Supplied passage
Crypto whales are those accounts known to hold a relatively large amount of any crypto asset or multiple crypto assets in bulk for that matter. These accounts could be held by individuals or entities. Crypto whales are also referred to as whale accounts, sharks, fat men or just whales. 

In the crypto market, crypt whale accounts have their own dominance given the quantity of crypto they hold. Although there is no specific amount for which defines a wallet address as a whale address, a common notion is the account holds around 10% of overall circulation of a particular crypto asset. 

The amount also differs along with different cryptocurrencies. The dominance of whale accounts within a crypto ecosystem could also define its centralization. Given the fact, the more a whale account would hold the crypto assets, the more the whale would have influence on the cryptocurrency. 

Given the majority holdings of a crypto asset, any activity in these crypto whale accounts could directly make an impact on cryptocurrency itself. The specific case may vary depending upon cryptocurrency’s type and significance in the market. 

According to BitInfocharts, by May 2022, the top four crypto wallets were holding about 3.49% of overall bitcoin (BTC) in circulation. While the top 100 whale accounts were responsible for having 15.36% of overall bitcoin (BTC) supply.

Record excerpts
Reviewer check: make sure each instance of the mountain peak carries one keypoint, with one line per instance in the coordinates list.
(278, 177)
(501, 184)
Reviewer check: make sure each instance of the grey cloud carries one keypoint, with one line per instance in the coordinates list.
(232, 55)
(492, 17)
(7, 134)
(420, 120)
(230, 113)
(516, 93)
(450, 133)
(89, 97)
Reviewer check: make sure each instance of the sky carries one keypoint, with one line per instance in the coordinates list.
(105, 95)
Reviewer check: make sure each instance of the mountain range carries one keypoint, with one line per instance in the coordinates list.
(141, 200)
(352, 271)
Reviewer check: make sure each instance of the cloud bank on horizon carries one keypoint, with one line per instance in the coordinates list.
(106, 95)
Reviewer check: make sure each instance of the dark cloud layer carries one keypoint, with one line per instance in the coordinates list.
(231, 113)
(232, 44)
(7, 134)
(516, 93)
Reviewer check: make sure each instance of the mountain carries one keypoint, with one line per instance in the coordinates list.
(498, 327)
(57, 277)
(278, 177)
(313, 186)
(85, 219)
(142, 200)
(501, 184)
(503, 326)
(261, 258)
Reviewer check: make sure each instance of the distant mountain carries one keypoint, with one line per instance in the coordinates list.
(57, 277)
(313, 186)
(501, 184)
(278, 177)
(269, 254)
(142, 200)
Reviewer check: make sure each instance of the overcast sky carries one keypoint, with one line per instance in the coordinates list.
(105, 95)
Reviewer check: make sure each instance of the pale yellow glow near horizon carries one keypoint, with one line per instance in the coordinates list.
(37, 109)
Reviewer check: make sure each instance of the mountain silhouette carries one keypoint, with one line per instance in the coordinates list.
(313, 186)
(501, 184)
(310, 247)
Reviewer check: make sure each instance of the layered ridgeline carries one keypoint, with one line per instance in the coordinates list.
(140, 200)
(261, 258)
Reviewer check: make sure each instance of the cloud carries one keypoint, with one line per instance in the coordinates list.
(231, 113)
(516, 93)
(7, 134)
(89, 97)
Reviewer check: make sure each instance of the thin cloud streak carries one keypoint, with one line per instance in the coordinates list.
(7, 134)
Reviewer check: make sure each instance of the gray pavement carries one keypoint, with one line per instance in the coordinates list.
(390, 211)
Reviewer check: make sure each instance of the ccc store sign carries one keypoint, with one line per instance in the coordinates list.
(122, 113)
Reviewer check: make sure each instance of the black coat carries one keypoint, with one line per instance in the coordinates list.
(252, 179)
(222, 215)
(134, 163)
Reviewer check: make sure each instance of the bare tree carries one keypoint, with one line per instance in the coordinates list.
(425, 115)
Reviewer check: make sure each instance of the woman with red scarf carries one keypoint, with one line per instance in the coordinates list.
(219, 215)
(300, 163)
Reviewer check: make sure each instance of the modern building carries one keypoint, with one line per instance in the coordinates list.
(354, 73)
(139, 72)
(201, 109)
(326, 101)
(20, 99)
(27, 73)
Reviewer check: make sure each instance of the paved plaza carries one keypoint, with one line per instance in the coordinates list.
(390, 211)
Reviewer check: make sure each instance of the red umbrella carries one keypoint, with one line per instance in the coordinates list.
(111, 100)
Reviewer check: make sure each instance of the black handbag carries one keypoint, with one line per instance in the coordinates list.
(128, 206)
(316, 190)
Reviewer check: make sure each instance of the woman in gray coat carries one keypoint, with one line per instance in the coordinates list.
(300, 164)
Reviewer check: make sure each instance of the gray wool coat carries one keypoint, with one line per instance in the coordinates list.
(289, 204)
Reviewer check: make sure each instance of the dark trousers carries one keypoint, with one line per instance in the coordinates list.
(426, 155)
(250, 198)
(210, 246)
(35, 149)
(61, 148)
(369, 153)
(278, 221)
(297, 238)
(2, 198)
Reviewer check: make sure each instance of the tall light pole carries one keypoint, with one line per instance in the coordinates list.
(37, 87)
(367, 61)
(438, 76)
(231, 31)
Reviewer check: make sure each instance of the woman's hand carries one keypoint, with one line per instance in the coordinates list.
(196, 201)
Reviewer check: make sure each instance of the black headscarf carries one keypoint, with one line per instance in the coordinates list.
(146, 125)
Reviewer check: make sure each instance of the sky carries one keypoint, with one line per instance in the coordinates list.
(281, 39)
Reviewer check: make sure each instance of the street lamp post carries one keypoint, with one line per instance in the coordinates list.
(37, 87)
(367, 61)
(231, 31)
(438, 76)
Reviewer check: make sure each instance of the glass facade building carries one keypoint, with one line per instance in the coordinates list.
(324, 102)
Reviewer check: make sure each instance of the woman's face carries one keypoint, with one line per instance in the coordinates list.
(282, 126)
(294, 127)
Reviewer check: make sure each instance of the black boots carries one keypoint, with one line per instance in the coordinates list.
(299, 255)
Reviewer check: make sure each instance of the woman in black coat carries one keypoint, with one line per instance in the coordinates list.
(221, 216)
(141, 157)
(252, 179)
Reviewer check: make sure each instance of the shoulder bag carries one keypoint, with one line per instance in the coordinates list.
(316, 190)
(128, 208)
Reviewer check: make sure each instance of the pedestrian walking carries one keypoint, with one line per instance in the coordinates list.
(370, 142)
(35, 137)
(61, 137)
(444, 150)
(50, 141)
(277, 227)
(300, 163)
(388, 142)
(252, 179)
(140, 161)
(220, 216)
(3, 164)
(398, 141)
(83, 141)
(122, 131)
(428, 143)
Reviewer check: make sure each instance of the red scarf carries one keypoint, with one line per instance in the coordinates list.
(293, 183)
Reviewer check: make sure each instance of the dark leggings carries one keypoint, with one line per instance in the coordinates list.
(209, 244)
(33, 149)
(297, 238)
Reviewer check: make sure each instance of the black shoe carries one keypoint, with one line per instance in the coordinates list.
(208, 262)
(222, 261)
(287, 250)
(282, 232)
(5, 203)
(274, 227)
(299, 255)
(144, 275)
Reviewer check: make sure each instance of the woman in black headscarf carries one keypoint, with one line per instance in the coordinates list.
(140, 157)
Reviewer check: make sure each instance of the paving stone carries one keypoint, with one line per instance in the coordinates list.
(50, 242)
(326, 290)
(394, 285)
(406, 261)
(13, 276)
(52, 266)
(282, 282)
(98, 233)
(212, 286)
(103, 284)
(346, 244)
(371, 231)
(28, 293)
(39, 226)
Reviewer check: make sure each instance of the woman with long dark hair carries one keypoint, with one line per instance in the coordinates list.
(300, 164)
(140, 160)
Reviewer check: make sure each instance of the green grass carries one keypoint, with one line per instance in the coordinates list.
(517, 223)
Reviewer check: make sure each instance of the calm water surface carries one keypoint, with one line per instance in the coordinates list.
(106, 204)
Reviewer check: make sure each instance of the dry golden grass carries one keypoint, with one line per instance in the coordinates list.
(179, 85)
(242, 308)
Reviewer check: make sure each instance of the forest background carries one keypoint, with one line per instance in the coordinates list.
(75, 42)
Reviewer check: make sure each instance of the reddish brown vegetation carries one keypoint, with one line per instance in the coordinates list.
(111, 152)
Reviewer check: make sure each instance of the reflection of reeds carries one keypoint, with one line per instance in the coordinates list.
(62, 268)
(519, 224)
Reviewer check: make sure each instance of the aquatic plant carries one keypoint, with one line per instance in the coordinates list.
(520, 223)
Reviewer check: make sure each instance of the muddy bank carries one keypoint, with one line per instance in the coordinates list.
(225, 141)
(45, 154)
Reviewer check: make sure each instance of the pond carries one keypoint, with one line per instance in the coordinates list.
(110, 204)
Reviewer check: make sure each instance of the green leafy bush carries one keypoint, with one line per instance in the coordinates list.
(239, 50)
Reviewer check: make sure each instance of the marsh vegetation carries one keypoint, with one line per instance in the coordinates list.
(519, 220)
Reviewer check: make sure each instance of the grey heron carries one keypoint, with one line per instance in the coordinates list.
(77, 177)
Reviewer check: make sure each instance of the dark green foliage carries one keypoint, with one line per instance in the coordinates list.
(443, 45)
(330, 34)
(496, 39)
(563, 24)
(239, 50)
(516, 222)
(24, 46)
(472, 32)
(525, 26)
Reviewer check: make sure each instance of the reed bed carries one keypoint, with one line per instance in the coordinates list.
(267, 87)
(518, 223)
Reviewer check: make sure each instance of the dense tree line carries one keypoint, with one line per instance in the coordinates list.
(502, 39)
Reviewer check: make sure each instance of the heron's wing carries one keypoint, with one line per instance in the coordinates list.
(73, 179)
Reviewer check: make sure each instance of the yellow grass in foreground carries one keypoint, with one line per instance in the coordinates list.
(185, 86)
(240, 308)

...

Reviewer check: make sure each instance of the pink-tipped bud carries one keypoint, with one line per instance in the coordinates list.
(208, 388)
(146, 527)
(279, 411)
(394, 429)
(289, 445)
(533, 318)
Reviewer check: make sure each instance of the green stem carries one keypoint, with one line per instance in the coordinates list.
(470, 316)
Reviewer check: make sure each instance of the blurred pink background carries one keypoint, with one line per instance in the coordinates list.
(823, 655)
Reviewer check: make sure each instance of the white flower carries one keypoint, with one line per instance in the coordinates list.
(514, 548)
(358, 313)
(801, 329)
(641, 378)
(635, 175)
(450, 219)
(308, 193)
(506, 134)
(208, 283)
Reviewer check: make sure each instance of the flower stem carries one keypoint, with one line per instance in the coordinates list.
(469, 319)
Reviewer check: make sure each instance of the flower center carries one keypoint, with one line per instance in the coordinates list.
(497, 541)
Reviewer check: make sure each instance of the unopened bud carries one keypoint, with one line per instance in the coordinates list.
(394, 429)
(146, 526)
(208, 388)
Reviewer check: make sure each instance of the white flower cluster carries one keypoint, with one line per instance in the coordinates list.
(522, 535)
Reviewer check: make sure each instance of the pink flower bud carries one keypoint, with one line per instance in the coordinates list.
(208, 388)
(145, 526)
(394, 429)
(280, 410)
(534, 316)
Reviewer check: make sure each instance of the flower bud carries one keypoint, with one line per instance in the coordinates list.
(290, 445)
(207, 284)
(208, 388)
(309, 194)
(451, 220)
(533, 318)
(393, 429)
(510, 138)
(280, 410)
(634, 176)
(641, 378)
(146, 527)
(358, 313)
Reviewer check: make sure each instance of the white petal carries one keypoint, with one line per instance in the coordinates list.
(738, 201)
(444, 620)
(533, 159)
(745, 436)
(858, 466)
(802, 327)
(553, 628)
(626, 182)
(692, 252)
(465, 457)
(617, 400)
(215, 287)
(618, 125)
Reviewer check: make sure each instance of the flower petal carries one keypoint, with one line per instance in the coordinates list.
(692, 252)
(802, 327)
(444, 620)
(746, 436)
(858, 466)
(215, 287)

* * *

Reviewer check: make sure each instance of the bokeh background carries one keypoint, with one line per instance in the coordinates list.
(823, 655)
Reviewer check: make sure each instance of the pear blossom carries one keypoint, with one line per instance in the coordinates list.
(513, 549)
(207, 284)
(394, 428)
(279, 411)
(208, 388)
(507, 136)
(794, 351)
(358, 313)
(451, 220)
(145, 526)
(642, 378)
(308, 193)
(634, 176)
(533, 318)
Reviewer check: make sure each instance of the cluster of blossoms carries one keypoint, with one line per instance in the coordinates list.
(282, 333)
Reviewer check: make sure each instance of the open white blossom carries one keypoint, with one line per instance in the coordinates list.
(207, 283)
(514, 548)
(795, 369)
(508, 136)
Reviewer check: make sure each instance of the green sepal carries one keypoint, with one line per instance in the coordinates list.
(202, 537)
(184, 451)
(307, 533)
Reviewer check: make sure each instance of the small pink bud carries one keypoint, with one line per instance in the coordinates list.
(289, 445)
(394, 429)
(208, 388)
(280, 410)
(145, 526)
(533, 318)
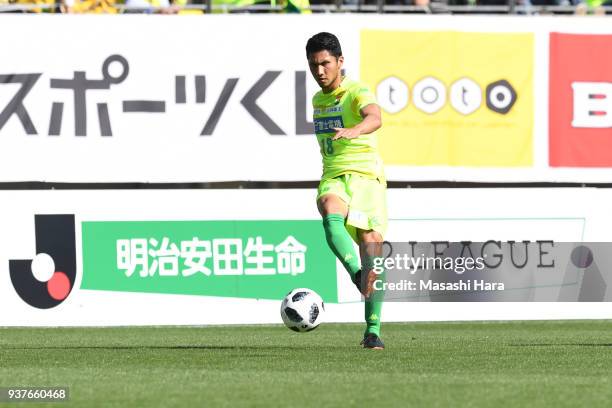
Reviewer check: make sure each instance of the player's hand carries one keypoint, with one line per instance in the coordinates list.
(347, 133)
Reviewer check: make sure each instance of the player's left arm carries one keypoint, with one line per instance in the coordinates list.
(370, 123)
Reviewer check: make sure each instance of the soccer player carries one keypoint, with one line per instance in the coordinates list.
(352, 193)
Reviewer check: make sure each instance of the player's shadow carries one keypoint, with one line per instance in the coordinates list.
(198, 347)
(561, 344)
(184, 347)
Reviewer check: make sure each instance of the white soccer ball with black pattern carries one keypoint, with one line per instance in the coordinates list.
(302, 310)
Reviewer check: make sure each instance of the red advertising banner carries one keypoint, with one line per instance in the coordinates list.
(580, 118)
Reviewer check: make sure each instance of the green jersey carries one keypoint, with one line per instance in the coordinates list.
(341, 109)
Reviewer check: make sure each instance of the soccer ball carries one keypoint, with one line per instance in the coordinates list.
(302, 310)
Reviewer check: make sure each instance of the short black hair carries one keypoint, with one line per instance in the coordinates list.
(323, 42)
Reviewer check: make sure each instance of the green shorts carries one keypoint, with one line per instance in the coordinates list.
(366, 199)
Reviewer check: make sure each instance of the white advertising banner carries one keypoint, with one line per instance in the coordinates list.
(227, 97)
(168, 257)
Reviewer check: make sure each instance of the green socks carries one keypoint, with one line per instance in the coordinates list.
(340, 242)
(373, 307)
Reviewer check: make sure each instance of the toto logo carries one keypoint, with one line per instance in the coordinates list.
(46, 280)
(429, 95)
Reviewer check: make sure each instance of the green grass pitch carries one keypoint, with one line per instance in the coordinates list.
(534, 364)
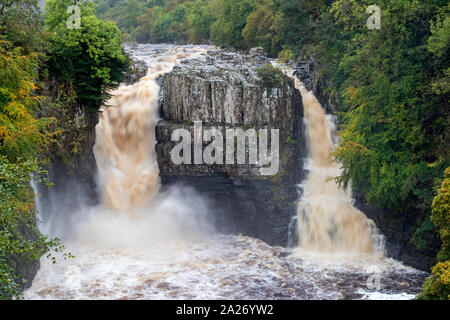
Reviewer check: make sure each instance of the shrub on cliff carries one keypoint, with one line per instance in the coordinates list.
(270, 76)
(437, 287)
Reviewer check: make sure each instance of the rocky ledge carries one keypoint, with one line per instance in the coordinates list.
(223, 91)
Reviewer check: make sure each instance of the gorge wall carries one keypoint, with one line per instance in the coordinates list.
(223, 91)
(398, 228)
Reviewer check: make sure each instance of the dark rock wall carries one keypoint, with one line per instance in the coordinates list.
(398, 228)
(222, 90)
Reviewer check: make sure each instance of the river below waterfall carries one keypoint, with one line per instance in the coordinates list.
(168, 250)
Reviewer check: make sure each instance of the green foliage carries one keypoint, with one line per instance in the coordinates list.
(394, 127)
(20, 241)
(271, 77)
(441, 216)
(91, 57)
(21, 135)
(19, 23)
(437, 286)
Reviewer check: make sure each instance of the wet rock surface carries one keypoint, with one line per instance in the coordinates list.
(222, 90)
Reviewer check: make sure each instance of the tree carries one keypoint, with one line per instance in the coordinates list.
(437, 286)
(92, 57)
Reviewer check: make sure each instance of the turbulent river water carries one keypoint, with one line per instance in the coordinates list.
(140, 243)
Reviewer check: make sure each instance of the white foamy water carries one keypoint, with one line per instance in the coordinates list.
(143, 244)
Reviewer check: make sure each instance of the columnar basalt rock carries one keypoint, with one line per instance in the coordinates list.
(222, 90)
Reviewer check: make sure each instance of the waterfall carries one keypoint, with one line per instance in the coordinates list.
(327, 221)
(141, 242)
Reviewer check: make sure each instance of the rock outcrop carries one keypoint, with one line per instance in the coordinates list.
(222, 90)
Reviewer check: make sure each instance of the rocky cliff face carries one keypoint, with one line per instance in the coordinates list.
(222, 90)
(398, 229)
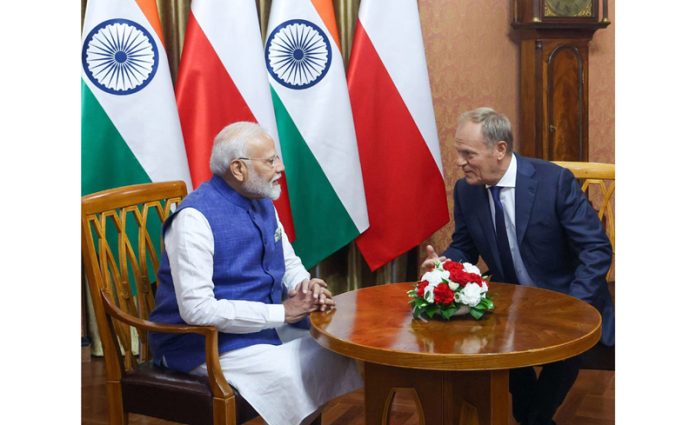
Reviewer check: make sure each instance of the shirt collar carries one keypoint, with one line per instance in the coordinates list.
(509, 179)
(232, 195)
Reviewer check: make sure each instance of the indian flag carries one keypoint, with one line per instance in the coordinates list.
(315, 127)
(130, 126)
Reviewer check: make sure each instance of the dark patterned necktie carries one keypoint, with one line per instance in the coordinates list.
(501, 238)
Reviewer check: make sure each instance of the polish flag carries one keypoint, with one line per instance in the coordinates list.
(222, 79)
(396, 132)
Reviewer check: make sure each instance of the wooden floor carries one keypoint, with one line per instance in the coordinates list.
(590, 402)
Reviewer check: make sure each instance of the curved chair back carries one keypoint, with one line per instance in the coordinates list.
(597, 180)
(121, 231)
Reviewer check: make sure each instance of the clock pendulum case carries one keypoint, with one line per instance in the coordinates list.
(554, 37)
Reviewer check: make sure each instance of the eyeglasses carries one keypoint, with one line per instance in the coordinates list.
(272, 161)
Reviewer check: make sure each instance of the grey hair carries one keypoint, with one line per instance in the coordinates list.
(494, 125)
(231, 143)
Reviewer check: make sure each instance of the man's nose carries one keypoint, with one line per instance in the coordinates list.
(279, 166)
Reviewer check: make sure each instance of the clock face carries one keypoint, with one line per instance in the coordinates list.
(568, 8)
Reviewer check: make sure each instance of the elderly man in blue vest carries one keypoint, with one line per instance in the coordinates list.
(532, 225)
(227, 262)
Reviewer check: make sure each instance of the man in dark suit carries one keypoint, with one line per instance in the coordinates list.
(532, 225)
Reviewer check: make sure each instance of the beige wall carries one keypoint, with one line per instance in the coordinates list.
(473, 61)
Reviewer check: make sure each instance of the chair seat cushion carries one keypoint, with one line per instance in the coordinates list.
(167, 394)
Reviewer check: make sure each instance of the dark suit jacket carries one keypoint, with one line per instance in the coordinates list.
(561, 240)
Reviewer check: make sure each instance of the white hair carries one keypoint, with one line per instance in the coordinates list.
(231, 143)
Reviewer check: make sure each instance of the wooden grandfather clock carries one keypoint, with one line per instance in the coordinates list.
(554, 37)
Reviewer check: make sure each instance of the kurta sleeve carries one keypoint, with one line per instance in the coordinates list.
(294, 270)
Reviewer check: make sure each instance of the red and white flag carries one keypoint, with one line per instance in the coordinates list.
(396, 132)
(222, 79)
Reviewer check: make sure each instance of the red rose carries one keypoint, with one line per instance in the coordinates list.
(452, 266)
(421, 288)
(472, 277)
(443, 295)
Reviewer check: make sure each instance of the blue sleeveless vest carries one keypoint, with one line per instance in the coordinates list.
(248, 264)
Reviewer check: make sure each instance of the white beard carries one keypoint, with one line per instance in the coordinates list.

Written task
Repeat the passage on crypto whales word for word, starting with "According to BitInfocharts, by" and going on through "bitcoin (BTC) supply.". The listing has no connection to the passage on crypto whales.

Result for this task
According to BitInfocharts, by May 2022, the top four crypto wallets were holding about 3.49% of overall bitcoin (BTC) in circulation. While the top 100 whale accounts were responsible for having 15.36% of overall bitcoin (BTC) supply.